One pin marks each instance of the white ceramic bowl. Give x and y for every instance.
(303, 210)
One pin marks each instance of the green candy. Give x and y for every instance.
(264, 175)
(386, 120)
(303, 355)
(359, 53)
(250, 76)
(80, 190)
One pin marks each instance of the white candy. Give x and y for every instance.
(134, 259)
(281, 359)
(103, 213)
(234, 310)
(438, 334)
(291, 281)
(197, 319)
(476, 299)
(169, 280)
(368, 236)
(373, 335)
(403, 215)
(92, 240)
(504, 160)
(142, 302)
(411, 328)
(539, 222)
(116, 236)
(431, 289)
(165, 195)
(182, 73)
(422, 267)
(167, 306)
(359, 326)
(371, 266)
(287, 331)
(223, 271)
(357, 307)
--
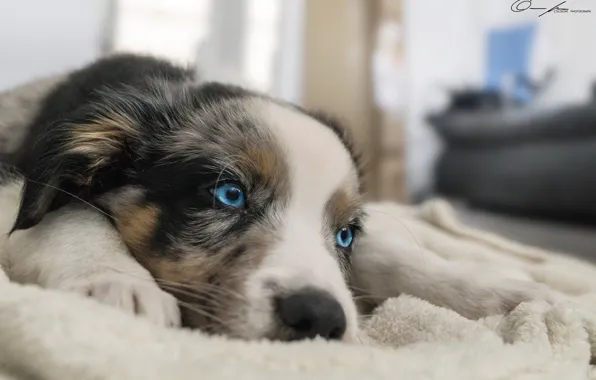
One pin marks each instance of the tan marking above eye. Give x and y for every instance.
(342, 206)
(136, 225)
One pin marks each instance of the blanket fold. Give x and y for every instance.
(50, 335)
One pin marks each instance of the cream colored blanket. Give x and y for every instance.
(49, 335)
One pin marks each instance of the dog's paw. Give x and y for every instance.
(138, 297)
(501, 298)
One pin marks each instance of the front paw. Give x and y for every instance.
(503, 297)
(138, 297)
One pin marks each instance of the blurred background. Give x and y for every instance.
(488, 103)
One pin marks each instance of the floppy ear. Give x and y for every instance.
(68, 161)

What you need to do: Count the lines in the records above that contain the word "blanket". Give only the number.

Finished task: 2